# Input for this task
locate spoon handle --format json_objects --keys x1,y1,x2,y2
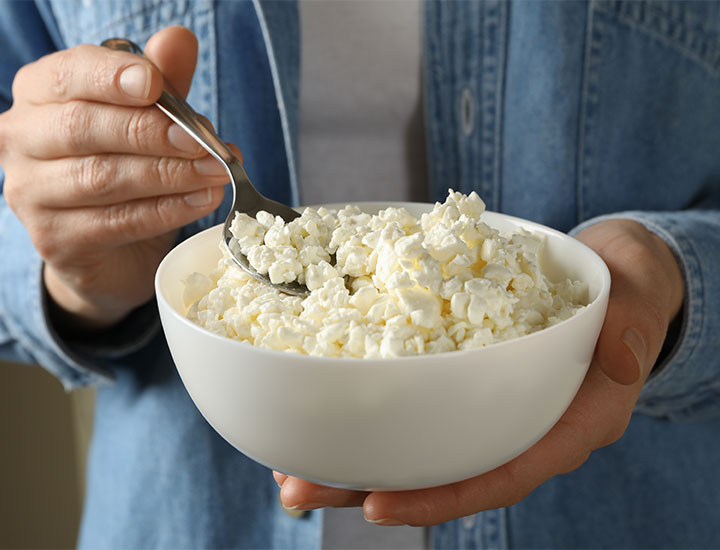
[{"x1": 101, "y1": 38, "x2": 235, "y2": 166}]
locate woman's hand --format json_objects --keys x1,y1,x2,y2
[
  {"x1": 273, "y1": 218, "x2": 684, "y2": 526},
  {"x1": 0, "y1": 26, "x2": 229, "y2": 331}
]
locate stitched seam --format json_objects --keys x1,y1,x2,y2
[
  {"x1": 597, "y1": 1, "x2": 720, "y2": 77},
  {"x1": 424, "y1": 1, "x2": 446, "y2": 201},
  {"x1": 463, "y1": 0, "x2": 481, "y2": 203},
  {"x1": 450, "y1": 3, "x2": 465, "y2": 195},
  {"x1": 574, "y1": 3, "x2": 590, "y2": 225},
  {"x1": 492, "y1": 1, "x2": 508, "y2": 214},
  {"x1": 480, "y1": 1, "x2": 499, "y2": 211},
  {"x1": 456, "y1": 3, "x2": 472, "y2": 194},
  {"x1": 577, "y1": 2, "x2": 603, "y2": 224}
]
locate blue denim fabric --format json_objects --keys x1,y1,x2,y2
[
  {"x1": 424, "y1": 1, "x2": 720, "y2": 548},
  {"x1": 1, "y1": 0, "x2": 719, "y2": 548}
]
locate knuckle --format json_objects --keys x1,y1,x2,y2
[
  {"x1": 27, "y1": 216, "x2": 59, "y2": 259},
  {"x1": 57, "y1": 101, "x2": 87, "y2": 152},
  {"x1": 2, "y1": 174, "x2": 22, "y2": 213},
  {"x1": 10, "y1": 62, "x2": 31, "y2": 102},
  {"x1": 153, "y1": 157, "x2": 185, "y2": 192},
  {"x1": 1, "y1": 167, "x2": 30, "y2": 221},
  {"x1": 75, "y1": 155, "x2": 113, "y2": 199},
  {"x1": 153, "y1": 194, "x2": 177, "y2": 229},
  {"x1": 597, "y1": 403, "x2": 633, "y2": 448},
  {"x1": 494, "y1": 462, "x2": 543, "y2": 509},
  {"x1": 34, "y1": 236, "x2": 58, "y2": 260},
  {"x1": 104, "y1": 201, "x2": 133, "y2": 234},
  {"x1": 600, "y1": 421, "x2": 629, "y2": 448},
  {"x1": 0, "y1": 112, "x2": 7, "y2": 154},
  {"x1": 124, "y1": 107, "x2": 156, "y2": 150},
  {"x1": 412, "y1": 496, "x2": 439, "y2": 526},
  {"x1": 0, "y1": 124, "x2": 12, "y2": 172},
  {"x1": 49, "y1": 49, "x2": 75, "y2": 100},
  {"x1": 90, "y1": 54, "x2": 117, "y2": 95},
  {"x1": 558, "y1": 453, "x2": 591, "y2": 475}
]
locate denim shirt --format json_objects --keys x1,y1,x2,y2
[{"x1": 1, "y1": 1, "x2": 719, "y2": 549}]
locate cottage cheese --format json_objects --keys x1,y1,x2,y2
[{"x1": 185, "y1": 190, "x2": 587, "y2": 358}]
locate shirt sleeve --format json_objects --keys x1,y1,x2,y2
[{"x1": 571, "y1": 209, "x2": 720, "y2": 423}]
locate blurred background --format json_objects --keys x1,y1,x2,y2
[{"x1": 0, "y1": 360, "x2": 94, "y2": 549}]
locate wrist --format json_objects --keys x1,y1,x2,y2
[{"x1": 43, "y1": 264, "x2": 131, "y2": 334}]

# What to do
Would you set down each line of the data exactly, with no images included?

# Expected answer
locate spoon handle --format json_objects --keys x1,y1,x2,y2
[{"x1": 101, "y1": 38, "x2": 235, "y2": 166}]
locate woman's hand --format json_objects --keys x1,y1,x2,y2
[
  {"x1": 273, "y1": 218, "x2": 684, "y2": 526},
  {"x1": 0, "y1": 26, "x2": 229, "y2": 331}
]
locate stitched seam --format json_objects --keys x1,y1,x2,y2
[
  {"x1": 597, "y1": 1, "x2": 720, "y2": 77},
  {"x1": 424, "y1": 1, "x2": 446, "y2": 201},
  {"x1": 463, "y1": 0, "x2": 481, "y2": 203},
  {"x1": 450, "y1": 3, "x2": 465, "y2": 195},
  {"x1": 574, "y1": 3, "x2": 590, "y2": 225},
  {"x1": 492, "y1": 1, "x2": 508, "y2": 214},
  {"x1": 480, "y1": 1, "x2": 499, "y2": 211},
  {"x1": 456, "y1": 3, "x2": 472, "y2": 194},
  {"x1": 577, "y1": 2, "x2": 603, "y2": 224}
]
locate blue denim fabric --format json_objects --keys x1,y1,x2,y2
[
  {"x1": 424, "y1": 1, "x2": 720, "y2": 548},
  {"x1": 1, "y1": 0, "x2": 719, "y2": 548}
]
locate knuckle --format json_objects --keys x1,y1,x2,y2
[
  {"x1": 27, "y1": 216, "x2": 59, "y2": 259},
  {"x1": 57, "y1": 101, "x2": 87, "y2": 152},
  {"x1": 2, "y1": 174, "x2": 22, "y2": 213},
  {"x1": 10, "y1": 62, "x2": 31, "y2": 102},
  {"x1": 153, "y1": 157, "x2": 185, "y2": 192},
  {"x1": 1, "y1": 167, "x2": 30, "y2": 221},
  {"x1": 75, "y1": 155, "x2": 113, "y2": 199},
  {"x1": 153, "y1": 194, "x2": 177, "y2": 229},
  {"x1": 597, "y1": 403, "x2": 633, "y2": 448},
  {"x1": 494, "y1": 462, "x2": 543, "y2": 509},
  {"x1": 34, "y1": 236, "x2": 58, "y2": 260},
  {"x1": 104, "y1": 201, "x2": 133, "y2": 234},
  {"x1": 600, "y1": 421, "x2": 629, "y2": 448},
  {"x1": 0, "y1": 112, "x2": 7, "y2": 154},
  {"x1": 124, "y1": 107, "x2": 156, "y2": 150},
  {"x1": 412, "y1": 496, "x2": 439, "y2": 526},
  {"x1": 0, "y1": 124, "x2": 12, "y2": 172},
  {"x1": 49, "y1": 49, "x2": 75, "y2": 100},
  {"x1": 90, "y1": 54, "x2": 117, "y2": 95},
  {"x1": 558, "y1": 453, "x2": 591, "y2": 475}
]
locate denim shirt --format json_objects --keys x1,y1,x2,y2
[{"x1": 1, "y1": 1, "x2": 719, "y2": 549}]
locate cottage cheese --format json_objects --keys x1,y1,x2,y2
[{"x1": 185, "y1": 190, "x2": 587, "y2": 358}]
locate shirt sleeve --format json_objects --keys x1,y1,x2,y2
[{"x1": 571, "y1": 209, "x2": 720, "y2": 423}]
locate blurred background --format json_objects --keys x1,y1,x2,y2
[{"x1": 0, "y1": 360, "x2": 94, "y2": 549}]
locate wrist --format json_objects --keys x1,y1,x2,y2
[{"x1": 43, "y1": 264, "x2": 131, "y2": 334}]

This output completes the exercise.